2014-02-23 Thread Bob W-PDML
On 23 Feb 2014, at 22:11, Chris Mitchell chris.mitch...@which.net wrote:
 
 I have a distant family connection with (ice) hockey in Canada. I'm
 related to the Stanley family who created the Stanley Cup. My 3 times
 great grandfather was the 13th Earl of Derby and it was his grandson,
 the 16th Earl who donated the cup during his time as Governor General
 to Canada. Apparently many of his family members took to the game.
 
 Sadly, my lineage is somewhat doubtful as my grandfather didn't marry
 my grandmother until 5 years after my mother (whose birth certificate
 gives her surname as Stanley) was born. He had to wait until his first
 wife died. He had been a naughty boy at some point, being defrocked as
 a Church of England curate (we're desperately trying to find out the
 facts of the defrocking!). Still, he did all right - he was 64 when my
 mother  was born and my grandmother was 23...

Your curate had this stroke of luck:
His granddad invented the puck.
To show he was manly
The Reverend Stanley
Taught nice English girls how to pray.

B

 
 On 22 February 2014 22:31, knarf knarftheria...@gmail.com wrote:
 Many cities and towns lay claim to holding the first hockey game. Halifax 
 thinks they had it. Montreal does, too. A very plausible theory has the 
 first game in Kingston, Ontario between Montreal's McGill University (an 
 alma mater of mine, which is why it's likely true) and Royal Military 
 College.
 
 Truth is it evolved from earlier forms of shinny or grass hockey so it's a 
 matter of conjecture as to when it crystalized into ice hockey.

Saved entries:

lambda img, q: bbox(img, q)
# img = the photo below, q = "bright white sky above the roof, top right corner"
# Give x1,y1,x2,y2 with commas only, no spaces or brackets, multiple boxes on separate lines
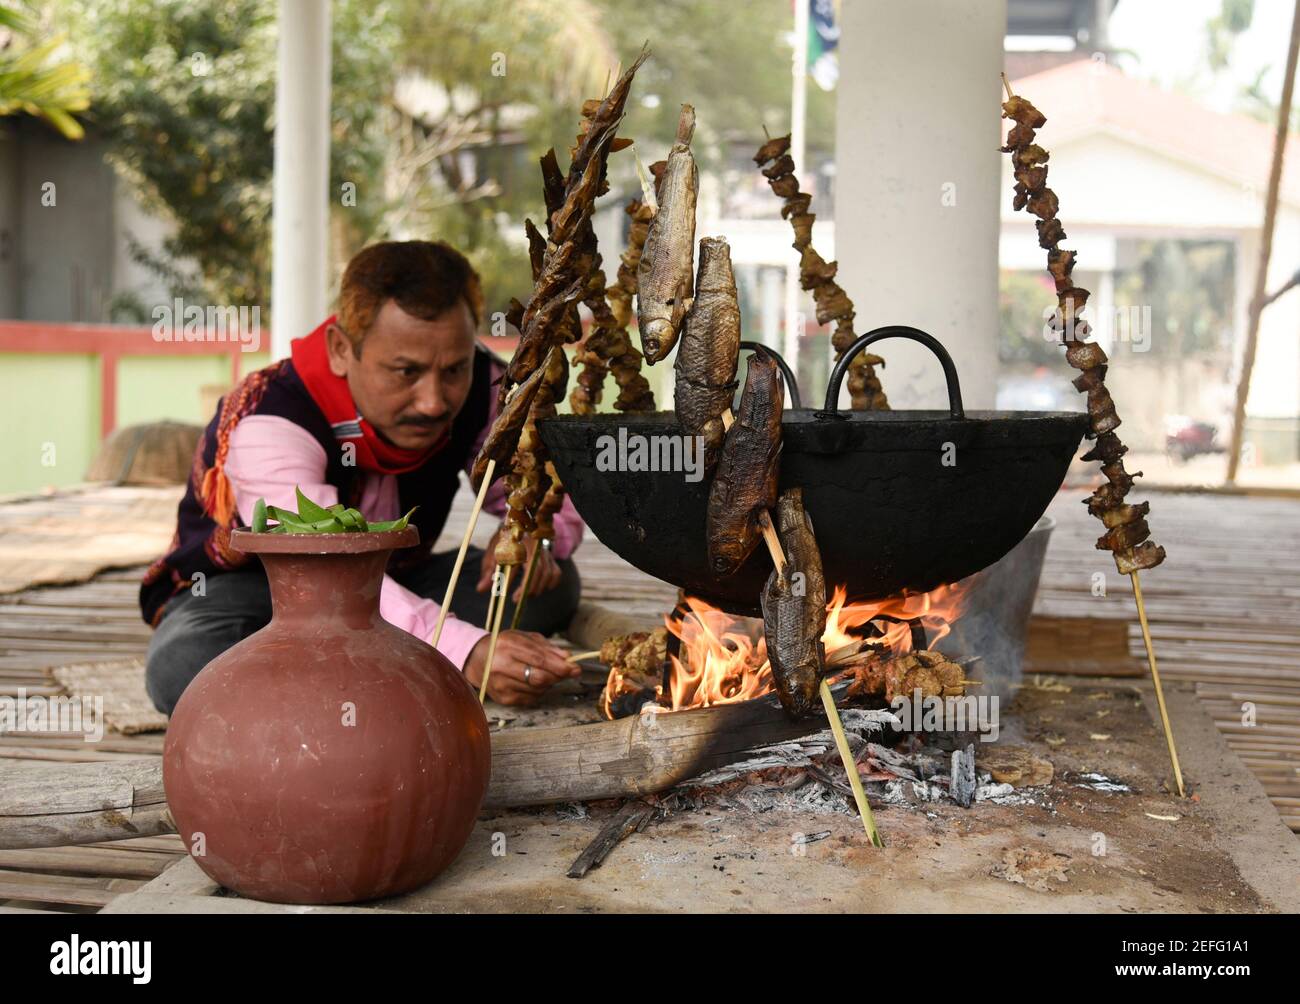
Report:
1110,0,1295,112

*PROBLEMS AND TASKS*:
a: According to the hockey email thread, which Earl donated the Stanley Cup?
b: Carry the hockey email thread on from its final line.

*SET OF ANSWERS*:
a: The 16th Earl of Derby, grandson of the 13th Earl, donated it during his time as Governor General of Canada.

b:
 Whatever, we've been playing it for a long time and the game almost 
 certainly began somewhere here (although some New England town claims it, 
 too!). I think it's great that it's become so internationally loved.
 
 Favourite hockey joke, care of Rodney Dangerfield: I went to a fight the 
 other night and a hockey game broke out.
 
 Cheers,
 frank
 
 
 
 On 22 February, 2014 4:31:45 PM EST, Paul Stenquist 
 pnstenqu...@comcast.net wrote:
 It seems as though the first organized  ice hockey game may have been
 played in Montreal in 1975. It was probably  a variant of field hockey
 type games played in Ireland and Scotland.  Oxford University in the UK
 started playing ice hockey in 1885. Yale and John Hopkins in the U.S.
 started playing in 1893. The University of Michigan and Michigan State
 University played their first varsity hockey game in 1922.
 On Feb 22, 2014, at 3:59 PM, knarf knarftheria...@gmail.com wrote:
 
 The Americans always have strong teams and you always bring your best
 game to us.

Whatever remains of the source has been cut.